START

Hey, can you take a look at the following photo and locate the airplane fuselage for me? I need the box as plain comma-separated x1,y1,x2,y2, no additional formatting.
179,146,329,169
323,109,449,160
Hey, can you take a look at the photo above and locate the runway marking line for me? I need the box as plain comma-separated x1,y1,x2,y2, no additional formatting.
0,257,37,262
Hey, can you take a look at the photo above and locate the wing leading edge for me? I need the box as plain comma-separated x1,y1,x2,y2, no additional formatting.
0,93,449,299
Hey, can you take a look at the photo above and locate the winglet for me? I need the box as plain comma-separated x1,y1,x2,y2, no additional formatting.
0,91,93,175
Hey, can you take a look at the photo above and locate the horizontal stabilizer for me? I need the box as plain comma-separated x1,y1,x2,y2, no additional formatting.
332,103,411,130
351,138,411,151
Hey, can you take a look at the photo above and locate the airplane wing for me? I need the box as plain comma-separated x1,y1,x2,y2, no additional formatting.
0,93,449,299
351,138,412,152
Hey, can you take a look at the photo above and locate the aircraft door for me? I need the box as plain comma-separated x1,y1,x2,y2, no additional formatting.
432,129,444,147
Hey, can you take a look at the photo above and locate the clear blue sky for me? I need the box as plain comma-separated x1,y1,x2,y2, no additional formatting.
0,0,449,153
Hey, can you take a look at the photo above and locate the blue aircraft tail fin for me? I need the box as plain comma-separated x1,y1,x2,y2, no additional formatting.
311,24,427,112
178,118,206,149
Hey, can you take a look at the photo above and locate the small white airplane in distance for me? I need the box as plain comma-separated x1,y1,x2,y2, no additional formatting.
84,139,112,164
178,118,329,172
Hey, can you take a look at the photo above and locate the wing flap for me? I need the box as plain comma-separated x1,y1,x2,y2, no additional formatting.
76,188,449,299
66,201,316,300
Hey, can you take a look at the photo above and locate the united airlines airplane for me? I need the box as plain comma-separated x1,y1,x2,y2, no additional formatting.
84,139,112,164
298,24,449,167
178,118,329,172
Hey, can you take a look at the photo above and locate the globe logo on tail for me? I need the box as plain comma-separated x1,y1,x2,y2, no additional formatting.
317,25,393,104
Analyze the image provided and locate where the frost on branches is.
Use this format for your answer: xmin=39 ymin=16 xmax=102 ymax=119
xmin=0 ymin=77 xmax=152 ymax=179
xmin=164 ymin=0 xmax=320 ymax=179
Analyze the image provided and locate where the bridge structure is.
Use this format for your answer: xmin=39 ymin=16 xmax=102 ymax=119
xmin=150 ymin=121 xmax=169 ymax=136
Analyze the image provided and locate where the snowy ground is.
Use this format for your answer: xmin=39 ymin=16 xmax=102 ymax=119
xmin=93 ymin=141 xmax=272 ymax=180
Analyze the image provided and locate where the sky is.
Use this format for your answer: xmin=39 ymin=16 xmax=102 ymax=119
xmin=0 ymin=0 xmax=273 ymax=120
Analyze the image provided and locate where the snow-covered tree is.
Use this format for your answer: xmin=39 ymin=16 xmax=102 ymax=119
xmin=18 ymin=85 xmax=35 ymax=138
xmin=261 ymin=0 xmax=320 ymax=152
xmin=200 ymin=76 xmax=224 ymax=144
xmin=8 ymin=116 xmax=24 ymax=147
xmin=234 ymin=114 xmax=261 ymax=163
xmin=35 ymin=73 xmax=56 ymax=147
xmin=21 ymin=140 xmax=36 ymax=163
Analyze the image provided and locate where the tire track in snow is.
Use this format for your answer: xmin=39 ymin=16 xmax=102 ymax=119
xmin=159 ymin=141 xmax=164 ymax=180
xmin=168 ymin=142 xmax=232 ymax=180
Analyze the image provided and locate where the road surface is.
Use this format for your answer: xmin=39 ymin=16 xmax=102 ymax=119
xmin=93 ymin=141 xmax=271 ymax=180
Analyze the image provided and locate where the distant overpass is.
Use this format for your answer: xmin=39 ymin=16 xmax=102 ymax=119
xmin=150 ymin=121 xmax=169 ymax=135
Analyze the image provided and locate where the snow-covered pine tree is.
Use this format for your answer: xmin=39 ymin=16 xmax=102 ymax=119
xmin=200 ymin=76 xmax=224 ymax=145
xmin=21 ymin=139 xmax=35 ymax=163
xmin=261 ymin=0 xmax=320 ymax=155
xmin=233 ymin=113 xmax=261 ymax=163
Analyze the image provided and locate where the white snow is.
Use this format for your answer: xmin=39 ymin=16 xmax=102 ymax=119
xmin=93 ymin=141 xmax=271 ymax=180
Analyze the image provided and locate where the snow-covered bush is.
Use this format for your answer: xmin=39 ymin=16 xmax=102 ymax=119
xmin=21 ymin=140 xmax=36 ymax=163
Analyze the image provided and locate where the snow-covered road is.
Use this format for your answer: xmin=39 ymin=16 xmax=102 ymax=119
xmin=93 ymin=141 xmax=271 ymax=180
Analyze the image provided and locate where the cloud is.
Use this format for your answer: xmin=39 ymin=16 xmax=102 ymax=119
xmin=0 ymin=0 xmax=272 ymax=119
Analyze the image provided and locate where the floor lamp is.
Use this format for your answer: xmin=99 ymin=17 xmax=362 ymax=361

END
START

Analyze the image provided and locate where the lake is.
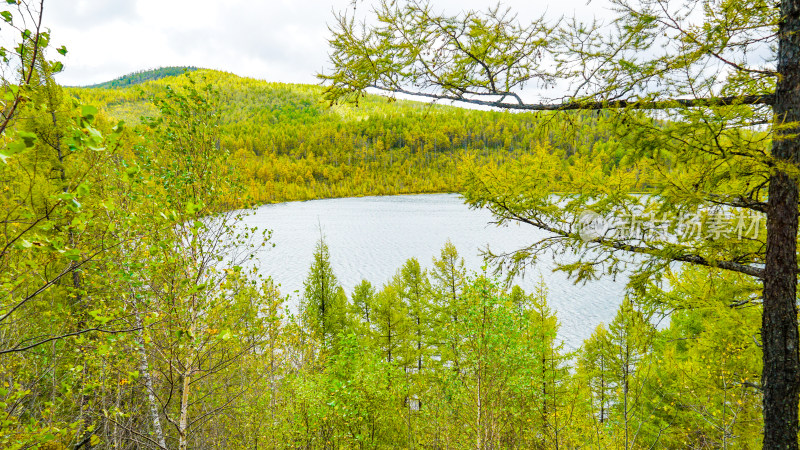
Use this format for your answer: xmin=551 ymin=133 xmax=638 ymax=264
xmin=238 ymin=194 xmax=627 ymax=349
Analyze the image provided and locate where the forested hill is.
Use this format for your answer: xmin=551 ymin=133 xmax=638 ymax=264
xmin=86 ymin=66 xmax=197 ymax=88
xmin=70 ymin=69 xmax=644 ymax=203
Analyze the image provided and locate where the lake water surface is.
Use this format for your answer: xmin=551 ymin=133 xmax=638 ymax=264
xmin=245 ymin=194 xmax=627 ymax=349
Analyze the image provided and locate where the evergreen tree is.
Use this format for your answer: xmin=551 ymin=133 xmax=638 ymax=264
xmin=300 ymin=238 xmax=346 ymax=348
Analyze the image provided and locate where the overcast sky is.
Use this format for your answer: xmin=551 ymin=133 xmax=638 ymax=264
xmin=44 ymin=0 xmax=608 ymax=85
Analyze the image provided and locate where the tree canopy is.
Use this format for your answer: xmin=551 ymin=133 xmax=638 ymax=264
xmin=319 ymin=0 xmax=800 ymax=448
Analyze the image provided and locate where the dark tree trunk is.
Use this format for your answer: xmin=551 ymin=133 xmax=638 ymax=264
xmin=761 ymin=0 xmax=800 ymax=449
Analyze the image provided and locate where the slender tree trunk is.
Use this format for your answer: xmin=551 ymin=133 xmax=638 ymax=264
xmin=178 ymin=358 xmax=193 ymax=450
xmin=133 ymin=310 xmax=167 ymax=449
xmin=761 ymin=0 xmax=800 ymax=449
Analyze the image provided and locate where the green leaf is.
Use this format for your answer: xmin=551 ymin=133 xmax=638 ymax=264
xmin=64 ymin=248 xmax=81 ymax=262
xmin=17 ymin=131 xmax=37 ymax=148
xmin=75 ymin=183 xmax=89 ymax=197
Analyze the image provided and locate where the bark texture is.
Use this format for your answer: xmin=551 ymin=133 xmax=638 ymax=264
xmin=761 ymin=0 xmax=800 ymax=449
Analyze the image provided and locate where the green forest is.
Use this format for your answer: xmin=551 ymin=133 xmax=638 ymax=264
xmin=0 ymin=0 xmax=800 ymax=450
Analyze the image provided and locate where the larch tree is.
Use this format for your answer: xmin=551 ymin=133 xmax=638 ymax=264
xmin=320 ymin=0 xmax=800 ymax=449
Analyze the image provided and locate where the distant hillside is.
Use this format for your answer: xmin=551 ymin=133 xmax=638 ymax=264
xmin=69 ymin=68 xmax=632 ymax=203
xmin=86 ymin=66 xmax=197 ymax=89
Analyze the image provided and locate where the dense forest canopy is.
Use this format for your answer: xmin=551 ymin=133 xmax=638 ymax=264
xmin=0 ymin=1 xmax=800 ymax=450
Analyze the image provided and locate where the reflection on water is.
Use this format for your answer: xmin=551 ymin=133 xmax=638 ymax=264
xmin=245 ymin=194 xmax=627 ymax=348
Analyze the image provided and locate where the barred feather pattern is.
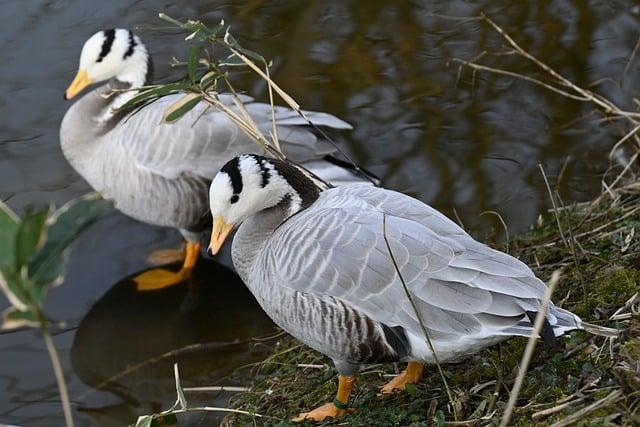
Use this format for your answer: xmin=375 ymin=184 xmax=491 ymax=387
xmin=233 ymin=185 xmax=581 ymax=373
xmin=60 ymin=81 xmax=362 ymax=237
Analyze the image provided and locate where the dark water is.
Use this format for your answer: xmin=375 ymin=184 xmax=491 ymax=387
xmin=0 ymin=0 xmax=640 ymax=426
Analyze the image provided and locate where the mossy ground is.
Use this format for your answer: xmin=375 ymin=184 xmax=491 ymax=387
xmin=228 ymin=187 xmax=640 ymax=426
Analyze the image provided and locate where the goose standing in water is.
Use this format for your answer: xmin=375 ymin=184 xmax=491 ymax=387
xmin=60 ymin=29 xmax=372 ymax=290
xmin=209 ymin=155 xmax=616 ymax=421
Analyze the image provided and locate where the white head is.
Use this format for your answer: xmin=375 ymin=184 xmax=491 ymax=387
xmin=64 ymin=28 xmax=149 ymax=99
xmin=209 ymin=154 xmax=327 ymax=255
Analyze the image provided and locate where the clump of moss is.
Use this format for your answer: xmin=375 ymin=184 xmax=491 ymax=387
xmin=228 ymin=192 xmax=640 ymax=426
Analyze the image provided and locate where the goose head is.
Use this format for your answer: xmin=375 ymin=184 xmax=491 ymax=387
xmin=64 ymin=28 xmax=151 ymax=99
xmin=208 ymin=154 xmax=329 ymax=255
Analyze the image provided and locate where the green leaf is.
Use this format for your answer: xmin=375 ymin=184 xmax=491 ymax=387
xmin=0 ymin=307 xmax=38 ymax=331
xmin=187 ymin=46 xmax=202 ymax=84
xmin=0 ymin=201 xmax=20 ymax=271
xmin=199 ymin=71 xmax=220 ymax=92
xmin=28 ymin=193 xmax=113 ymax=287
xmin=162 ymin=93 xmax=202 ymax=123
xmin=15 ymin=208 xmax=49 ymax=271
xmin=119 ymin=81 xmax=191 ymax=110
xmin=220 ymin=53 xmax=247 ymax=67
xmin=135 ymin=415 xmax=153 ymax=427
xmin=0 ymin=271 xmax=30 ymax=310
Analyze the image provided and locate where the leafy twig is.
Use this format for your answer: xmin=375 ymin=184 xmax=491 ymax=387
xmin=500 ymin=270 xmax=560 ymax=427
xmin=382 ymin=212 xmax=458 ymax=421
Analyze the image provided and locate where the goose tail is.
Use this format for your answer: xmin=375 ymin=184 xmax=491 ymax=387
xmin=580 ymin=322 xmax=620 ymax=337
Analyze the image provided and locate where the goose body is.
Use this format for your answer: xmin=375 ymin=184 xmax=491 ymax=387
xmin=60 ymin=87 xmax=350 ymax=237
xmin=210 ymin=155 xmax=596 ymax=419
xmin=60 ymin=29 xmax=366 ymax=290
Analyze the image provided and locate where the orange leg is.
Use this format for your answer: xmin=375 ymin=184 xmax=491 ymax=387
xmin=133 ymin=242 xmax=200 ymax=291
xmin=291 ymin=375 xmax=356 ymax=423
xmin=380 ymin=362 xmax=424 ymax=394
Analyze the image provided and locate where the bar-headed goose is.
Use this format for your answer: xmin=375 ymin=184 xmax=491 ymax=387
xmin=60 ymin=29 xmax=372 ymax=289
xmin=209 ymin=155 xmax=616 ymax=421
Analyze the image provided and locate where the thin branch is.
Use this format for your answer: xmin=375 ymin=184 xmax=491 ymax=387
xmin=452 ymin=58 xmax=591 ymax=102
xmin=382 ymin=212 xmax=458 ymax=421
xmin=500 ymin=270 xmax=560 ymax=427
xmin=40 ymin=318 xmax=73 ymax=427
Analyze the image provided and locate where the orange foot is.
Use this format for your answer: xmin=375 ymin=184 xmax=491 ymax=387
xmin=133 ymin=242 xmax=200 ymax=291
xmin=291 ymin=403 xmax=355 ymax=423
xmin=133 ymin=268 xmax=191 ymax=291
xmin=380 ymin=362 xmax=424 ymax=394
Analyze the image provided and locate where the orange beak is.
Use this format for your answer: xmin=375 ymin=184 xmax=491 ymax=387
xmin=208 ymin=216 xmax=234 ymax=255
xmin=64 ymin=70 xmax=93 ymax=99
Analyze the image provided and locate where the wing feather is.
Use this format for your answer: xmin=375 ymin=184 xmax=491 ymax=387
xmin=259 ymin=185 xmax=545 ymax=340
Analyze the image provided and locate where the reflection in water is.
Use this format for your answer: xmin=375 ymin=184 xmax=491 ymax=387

END
START

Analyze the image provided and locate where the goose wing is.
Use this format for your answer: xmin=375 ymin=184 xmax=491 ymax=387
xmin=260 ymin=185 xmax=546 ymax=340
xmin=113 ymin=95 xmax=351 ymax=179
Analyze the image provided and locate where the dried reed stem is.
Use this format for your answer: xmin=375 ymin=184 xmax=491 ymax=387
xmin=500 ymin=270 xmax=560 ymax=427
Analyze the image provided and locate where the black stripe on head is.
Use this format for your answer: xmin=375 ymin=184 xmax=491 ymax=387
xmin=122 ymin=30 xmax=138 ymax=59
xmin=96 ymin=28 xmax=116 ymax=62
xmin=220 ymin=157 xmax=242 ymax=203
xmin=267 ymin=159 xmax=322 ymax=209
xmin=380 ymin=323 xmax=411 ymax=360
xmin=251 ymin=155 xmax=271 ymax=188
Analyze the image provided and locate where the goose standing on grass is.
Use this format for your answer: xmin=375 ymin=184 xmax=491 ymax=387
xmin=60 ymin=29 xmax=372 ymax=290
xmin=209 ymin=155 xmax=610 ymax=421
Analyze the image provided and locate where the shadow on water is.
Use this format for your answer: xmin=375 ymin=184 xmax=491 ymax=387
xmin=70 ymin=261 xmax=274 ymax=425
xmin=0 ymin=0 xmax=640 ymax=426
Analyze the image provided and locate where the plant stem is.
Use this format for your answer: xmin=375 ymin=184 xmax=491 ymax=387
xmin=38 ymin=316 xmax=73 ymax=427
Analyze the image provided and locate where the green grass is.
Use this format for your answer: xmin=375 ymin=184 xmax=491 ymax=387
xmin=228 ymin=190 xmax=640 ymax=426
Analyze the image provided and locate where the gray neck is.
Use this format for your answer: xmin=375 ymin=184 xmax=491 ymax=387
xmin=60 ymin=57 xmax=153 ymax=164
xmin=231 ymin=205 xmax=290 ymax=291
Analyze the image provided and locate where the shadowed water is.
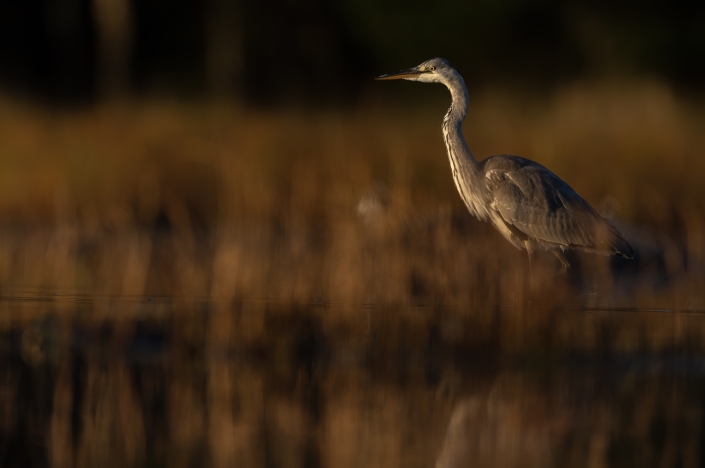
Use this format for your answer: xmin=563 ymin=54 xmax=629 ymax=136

END

## Description of the task
Can you render the stretch from the line containing "Analyze the image provided and locate where the lake water" through the line containing "xmin=86 ymin=66 xmax=197 ymax=89" as a Markdown table with the columns No. and Line, numbering each line and leaving out blank ones?

## Result
| No. | Line |
|---|---|
| 1 | Analyze the image provided and locate where the lake water surface is. |
| 2 | Use this format for your answer: xmin=551 ymin=133 xmax=638 ymax=264 |
| 3 | xmin=245 ymin=194 xmax=627 ymax=349 |
| 4 | Analyze the image provided and locate where the evergreen tree is. |
| 5 | Use this format for your answer: xmin=551 ymin=133 xmax=638 ymax=264 |
| 6 | xmin=300 ymin=238 xmax=346 ymax=348 |
| 7 | Analyze the image provided and locate where the overcast sky is. |
| 8 | Use this format for your answer: xmin=551 ymin=133 xmax=638 ymax=264 |
| 9 | xmin=44 ymin=0 xmax=608 ymax=85 |
| 10 | Analyze the image provided and locate where the tree canopy is. |
| 11 | Use this format for your answer: xmin=551 ymin=133 xmax=638 ymax=264 |
| 12 | xmin=319 ymin=0 xmax=800 ymax=448 |
| 13 | Analyze the image provided and locate where the dark tree trunk is. |
| 14 | Use this format for your answer: xmin=551 ymin=133 xmax=638 ymax=264 |
| 15 | xmin=761 ymin=0 xmax=800 ymax=449 |
| 16 | Analyze the image provided and locate where the slender tree trunk is. |
| 17 | Use this format for your answer: xmin=551 ymin=133 xmax=638 ymax=264 |
| 18 | xmin=178 ymin=358 xmax=193 ymax=450 |
| 19 | xmin=133 ymin=310 xmax=167 ymax=449 |
| 20 | xmin=761 ymin=0 xmax=800 ymax=449 |
| 21 | Analyze the image provided and locate where the green leaf is. |
| 22 | Use this format for your answer: xmin=551 ymin=133 xmax=638 ymax=264 |
| 23 | xmin=64 ymin=248 xmax=81 ymax=262 |
| 24 | xmin=17 ymin=131 xmax=37 ymax=148 |
| 25 | xmin=75 ymin=183 xmax=89 ymax=197 |
| 26 | Analyze the image provided and locate where the bark texture is. |
| 27 | Use this format for your answer: xmin=551 ymin=133 xmax=638 ymax=264 |
| 28 | xmin=761 ymin=0 xmax=800 ymax=449 |
| 29 | Analyze the image provided and locate where the green forest is. |
| 30 | Use this format for your answer: xmin=551 ymin=133 xmax=638 ymax=264 |
| 31 | xmin=0 ymin=0 xmax=800 ymax=450 |
| 32 | Analyze the image provided and locate where the larch tree is. |
| 33 | Use this format for your answer: xmin=551 ymin=133 xmax=638 ymax=264 |
| 34 | xmin=320 ymin=0 xmax=800 ymax=449 |
| 35 | Analyze the image provided and locate where the distant hillside is. |
| 36 | Use this format for your answer: xmin=551 ymin=133 xmax=638 ymax=264 |
| 37 | xmin=69 ymin=68 xmax=632 ymax=203 |
| 38 | xmin=86 ymin=66 xmax=197 ymax=89 |